Required action >> In the entries below, the lines from the one with "Segment every instance of the concrete" through the one with "Segment every instance of the hillside." are to be copied exactly; both ends count.

══════════

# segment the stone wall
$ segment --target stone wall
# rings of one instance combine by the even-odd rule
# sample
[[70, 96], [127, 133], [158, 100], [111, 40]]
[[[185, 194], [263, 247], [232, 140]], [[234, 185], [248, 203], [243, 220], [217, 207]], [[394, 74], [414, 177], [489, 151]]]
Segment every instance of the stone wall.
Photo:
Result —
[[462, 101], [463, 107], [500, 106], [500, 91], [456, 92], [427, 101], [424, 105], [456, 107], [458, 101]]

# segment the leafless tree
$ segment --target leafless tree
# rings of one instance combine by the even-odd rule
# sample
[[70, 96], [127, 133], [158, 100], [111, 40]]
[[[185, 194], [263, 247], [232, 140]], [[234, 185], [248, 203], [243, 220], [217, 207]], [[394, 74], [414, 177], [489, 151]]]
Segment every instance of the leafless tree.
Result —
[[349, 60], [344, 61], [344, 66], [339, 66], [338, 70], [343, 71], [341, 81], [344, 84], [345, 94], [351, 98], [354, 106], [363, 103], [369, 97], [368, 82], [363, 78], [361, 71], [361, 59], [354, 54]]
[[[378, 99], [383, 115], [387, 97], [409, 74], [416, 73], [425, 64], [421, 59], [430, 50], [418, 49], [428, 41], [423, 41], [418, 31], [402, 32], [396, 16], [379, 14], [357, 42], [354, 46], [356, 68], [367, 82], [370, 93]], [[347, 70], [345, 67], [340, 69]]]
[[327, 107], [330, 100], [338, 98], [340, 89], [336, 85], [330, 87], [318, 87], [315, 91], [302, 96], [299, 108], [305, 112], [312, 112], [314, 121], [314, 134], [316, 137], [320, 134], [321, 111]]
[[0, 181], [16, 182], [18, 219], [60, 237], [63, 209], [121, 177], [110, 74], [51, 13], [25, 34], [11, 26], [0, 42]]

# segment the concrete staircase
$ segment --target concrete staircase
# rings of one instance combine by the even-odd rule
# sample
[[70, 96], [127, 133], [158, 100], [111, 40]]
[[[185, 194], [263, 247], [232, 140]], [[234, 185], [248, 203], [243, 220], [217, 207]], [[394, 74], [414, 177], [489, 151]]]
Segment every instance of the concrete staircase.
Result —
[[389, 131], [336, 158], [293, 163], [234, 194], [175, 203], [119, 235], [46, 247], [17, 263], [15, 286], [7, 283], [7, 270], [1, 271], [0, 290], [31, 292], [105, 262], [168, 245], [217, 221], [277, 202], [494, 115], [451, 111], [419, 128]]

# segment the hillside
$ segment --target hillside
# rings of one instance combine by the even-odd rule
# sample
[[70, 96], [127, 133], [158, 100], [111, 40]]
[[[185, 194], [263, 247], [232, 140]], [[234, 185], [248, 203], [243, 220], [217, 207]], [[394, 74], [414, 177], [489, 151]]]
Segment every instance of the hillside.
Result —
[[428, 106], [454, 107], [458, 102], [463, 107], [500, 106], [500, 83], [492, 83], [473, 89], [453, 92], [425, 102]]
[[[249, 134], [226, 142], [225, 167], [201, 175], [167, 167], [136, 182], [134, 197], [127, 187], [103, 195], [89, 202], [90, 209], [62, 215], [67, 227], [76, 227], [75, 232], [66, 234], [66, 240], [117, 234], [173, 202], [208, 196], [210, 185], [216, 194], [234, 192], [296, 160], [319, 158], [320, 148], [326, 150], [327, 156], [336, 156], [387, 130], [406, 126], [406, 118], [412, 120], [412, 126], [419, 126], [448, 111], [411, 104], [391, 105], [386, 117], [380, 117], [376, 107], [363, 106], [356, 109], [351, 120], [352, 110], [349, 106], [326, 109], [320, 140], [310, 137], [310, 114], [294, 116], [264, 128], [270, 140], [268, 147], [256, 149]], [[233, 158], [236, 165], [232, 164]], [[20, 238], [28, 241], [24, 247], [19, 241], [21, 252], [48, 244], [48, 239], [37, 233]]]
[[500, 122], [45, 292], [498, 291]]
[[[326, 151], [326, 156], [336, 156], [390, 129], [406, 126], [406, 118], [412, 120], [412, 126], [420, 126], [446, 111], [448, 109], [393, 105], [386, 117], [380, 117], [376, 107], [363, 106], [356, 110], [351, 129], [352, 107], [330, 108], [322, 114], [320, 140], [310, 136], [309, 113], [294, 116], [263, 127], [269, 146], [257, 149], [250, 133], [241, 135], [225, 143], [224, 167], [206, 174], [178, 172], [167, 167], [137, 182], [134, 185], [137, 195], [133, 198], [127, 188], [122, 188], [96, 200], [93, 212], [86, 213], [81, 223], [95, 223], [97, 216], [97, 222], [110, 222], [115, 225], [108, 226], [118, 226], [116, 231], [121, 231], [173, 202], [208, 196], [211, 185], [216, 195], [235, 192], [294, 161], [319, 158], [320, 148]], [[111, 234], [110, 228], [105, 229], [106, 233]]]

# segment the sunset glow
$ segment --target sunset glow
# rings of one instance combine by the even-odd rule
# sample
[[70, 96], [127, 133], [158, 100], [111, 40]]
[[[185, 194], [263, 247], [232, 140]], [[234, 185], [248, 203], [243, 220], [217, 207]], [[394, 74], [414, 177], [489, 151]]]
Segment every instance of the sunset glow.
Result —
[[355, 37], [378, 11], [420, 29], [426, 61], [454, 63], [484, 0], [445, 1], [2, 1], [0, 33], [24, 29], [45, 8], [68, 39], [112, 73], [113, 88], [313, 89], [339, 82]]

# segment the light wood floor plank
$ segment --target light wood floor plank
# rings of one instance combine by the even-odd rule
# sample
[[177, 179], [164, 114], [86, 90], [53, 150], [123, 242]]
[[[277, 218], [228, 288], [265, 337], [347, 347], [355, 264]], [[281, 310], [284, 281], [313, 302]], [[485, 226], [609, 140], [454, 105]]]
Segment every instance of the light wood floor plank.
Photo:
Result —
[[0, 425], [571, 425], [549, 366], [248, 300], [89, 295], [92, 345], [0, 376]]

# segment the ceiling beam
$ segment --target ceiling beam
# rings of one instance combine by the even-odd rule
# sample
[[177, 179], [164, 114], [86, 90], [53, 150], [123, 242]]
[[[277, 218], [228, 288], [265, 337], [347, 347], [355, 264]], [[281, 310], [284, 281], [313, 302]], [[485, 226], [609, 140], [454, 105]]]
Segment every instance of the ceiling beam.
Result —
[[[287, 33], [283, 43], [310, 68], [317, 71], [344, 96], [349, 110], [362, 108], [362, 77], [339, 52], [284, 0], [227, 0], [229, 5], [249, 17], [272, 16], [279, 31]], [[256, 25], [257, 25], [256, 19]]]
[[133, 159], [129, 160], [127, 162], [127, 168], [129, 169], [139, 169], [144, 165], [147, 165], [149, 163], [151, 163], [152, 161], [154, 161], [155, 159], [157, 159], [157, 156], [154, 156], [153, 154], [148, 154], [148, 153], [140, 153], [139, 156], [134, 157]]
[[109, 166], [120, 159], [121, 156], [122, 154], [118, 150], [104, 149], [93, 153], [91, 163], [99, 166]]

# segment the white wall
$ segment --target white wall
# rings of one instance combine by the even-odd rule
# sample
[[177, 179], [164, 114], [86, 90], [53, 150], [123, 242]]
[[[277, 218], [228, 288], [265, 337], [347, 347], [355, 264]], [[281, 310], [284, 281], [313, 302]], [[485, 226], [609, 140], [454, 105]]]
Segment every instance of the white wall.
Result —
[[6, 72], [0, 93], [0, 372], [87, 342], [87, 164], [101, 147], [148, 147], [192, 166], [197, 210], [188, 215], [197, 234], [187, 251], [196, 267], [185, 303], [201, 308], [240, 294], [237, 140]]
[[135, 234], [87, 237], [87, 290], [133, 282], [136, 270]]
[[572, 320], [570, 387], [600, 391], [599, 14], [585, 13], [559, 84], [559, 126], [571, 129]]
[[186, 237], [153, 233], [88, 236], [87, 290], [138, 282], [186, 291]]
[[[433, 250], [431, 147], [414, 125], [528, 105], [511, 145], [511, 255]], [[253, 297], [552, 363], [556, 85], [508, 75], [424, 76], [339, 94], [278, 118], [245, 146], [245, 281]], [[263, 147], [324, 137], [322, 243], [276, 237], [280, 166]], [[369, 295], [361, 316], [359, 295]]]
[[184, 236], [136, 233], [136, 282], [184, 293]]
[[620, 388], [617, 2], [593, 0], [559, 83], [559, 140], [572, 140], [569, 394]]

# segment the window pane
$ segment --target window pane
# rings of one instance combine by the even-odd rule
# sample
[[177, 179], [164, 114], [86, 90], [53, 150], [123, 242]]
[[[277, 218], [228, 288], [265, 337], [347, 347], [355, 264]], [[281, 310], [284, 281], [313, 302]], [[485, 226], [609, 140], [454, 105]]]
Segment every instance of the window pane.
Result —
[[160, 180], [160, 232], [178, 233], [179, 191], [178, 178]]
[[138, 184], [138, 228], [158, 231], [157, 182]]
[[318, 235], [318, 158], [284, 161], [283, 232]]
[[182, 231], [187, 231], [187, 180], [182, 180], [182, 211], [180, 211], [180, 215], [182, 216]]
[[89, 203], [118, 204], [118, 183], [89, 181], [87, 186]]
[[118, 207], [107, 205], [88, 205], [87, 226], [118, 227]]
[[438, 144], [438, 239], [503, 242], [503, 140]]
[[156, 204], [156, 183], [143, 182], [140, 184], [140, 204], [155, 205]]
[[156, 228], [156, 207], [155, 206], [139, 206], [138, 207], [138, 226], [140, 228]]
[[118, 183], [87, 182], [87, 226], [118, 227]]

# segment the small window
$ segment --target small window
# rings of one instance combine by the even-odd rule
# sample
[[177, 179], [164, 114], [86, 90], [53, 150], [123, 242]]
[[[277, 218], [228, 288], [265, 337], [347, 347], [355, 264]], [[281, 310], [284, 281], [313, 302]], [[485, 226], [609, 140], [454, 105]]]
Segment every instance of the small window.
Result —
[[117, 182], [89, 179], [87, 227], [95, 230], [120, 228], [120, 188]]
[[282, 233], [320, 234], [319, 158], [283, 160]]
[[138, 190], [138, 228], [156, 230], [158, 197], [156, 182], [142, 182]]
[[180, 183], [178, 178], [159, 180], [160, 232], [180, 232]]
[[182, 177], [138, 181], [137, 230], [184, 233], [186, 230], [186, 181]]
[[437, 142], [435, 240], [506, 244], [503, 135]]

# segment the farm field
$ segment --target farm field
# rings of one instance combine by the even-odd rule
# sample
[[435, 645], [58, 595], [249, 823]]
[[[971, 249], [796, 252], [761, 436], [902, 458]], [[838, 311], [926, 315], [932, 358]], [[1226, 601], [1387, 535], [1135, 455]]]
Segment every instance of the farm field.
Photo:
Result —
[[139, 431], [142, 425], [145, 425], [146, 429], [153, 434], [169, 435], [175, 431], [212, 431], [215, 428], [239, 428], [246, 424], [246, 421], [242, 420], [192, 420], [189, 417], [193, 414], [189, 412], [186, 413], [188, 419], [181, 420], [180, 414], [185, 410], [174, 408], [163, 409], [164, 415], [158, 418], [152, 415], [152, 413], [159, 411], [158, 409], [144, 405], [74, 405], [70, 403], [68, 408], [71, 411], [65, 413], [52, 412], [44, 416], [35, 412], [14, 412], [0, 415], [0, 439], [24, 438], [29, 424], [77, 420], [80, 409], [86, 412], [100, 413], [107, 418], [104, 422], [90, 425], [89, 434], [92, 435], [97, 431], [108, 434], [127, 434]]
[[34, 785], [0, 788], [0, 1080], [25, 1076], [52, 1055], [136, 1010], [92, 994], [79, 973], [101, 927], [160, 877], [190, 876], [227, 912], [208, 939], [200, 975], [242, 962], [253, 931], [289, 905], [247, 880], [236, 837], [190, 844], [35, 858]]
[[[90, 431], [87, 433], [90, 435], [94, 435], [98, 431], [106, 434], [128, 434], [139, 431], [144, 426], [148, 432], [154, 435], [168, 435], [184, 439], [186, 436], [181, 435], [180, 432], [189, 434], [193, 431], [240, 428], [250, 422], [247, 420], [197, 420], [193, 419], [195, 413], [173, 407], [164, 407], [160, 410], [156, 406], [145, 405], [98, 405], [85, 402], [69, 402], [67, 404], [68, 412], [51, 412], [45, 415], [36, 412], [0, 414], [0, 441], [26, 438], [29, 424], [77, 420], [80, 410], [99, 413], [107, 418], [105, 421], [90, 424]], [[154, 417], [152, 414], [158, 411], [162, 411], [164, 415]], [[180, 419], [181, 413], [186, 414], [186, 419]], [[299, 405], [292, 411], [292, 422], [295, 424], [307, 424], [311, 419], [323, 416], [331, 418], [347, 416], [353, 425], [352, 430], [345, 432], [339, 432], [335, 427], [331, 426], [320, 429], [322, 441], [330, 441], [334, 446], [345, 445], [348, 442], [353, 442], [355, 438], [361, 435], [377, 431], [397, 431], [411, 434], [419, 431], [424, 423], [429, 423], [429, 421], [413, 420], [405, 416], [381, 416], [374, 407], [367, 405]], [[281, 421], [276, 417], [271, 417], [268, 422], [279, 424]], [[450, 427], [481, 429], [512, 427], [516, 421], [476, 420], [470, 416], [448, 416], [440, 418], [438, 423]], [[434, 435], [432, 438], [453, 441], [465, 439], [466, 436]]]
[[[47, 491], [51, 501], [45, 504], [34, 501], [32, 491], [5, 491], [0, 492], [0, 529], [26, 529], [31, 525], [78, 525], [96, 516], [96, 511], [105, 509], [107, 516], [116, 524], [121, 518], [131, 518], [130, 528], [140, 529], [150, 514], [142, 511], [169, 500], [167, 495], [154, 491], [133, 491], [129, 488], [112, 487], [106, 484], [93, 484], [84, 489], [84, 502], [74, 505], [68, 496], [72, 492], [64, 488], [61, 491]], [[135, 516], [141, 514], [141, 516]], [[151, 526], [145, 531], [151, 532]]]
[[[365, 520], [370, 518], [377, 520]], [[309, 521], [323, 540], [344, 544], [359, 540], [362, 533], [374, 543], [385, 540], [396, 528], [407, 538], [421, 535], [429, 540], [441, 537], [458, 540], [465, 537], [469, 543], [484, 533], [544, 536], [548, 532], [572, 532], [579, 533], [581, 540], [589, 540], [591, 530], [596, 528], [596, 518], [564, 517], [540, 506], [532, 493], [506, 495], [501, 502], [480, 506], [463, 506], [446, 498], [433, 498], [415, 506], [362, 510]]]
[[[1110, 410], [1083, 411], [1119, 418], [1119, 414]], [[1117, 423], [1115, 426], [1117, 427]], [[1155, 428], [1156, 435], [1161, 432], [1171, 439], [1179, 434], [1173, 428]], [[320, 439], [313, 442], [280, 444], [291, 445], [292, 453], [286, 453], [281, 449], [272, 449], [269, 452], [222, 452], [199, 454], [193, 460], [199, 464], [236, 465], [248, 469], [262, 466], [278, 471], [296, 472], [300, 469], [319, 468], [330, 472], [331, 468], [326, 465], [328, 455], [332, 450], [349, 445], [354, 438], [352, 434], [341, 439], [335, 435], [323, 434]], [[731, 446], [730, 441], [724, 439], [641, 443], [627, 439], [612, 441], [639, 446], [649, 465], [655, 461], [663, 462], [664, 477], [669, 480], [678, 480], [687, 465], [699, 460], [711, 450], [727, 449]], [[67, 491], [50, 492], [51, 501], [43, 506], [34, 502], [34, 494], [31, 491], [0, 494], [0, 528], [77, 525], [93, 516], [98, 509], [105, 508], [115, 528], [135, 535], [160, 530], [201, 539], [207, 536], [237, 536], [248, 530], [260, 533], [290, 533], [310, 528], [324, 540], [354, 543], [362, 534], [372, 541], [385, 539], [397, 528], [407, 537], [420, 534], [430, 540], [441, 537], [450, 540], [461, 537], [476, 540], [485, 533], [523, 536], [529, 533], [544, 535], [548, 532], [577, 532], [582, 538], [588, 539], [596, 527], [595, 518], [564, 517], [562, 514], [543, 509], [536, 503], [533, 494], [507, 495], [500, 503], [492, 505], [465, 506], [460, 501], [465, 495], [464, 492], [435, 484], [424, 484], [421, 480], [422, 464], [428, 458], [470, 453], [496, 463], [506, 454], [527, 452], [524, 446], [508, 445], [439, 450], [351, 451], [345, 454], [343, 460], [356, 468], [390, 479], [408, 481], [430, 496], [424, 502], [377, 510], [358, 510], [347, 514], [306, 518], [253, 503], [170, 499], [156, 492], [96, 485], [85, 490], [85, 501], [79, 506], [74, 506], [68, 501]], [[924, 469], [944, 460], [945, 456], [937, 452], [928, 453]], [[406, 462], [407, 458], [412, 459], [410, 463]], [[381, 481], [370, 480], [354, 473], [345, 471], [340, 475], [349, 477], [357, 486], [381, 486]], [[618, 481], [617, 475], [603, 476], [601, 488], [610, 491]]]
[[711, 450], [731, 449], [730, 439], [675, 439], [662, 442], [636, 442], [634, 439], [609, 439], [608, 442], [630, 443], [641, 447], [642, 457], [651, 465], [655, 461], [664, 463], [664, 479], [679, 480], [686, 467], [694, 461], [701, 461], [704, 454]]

══════════

Solution for this exercise >>
Segment every instance of the concrete staircase.
Result —
[[389, 131], [336, 158], [293, 163], [234, 194], [175, 203], [119, 235], [46, 247], [17, 263], [15, 286], [7, 283], [7, 270], [1, 271], [0, 290], [31, 292], [105, 262], [168, 245], [217, 221], [277, 202], [494, 115], [451, 111], [419, 128]]

# segment the hillside
$ segment --target hillside
# rings of one instance combine by the even-odd rule
# sample
[[70, 96], [127, 133], [158, 100], [111, 40]]
[[[185, 194], [263, 247], [232, 140]], [[234, 185], [248, 203], [243, 220], [217, 207]], [[394, 74], [414, 177], [489, 151]]]
Segment every instance of the hillside.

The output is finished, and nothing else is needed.